• [SET PROBLEM]: Copy the passage on postwar suburban migration from "As we know, in" to "and civic services.", changing each "cities" to "urban areas".

====== EXCERPT PROVIDED ======

As we know, in the wake of the postwar boom and the expansion of the interstates, millions of Americans left the cities to settle into newly built suburbs. But as developments go, this one was not terribly equitable. Between 1950 and 1960 alone, the nation’s dozen largest cities saw the departure of 3.6 million white citizens and the arrival of 4.5 million nonwhite citizens. The white exodus (and the exclusionary zoning laws and racist subdivision covenants that followed) took crucial jobs, resources, and tax bases out of the cities. The people who remained, many of whom were minorities and the working poor, lost access to quality schools, economic opportunities, and civic services.
In August of 1965, the Watts riots erupted in Los Angeles. The largest and one of the deadliest urban riots of the civil rights era, the six-day fury resulted in dozens of deaths and the damaging or destruction of nearly a thousand businesses and, for many watching at home, brought about the terrifying specter of total revolution. In Watts and around the country, activists were calling not just for jobs, but also for the development of black-owned businesses in urban centers, where black Americans overwhelmingly lived.* At this intersection of race, despair, and capitalism, the interests of fast-food companies, the US government, and the revolution (surreally) converged.

====== DATASET EXCERPT ======

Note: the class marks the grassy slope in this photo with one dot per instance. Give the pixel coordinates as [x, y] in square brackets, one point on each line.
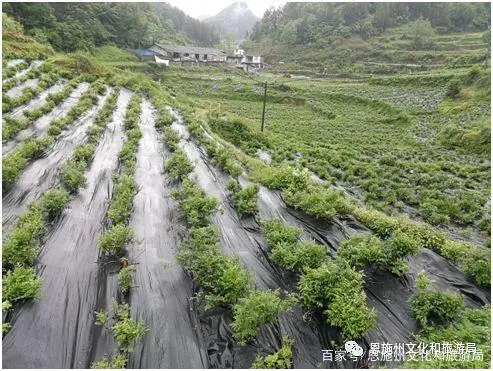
[17, 45]
[375, 55]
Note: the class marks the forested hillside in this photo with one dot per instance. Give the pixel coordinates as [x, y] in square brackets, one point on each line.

======

• [OUTPUT]:
As we know, in the wake of the postwar boom and the expansion of the interstates, millions of Americans left the urban areas to settle into newly built suburbs. But as developments go, this one was not terribly equitable. Between 1950 and 1960 alone, the nation’s dozen largest urban areas saw the departure of 3.6 million white citizens and the arrival of 4.5 million nonwhite citizens. The white exodus (and the exclusionary zoning laws and racist subdivision covenants that followed) took crucial jobs, resources, and tax bases out of the urban areas. The people who remained, many of whom were minorities and the working poor, lost access to quality schools, economic opportunities, and civic services.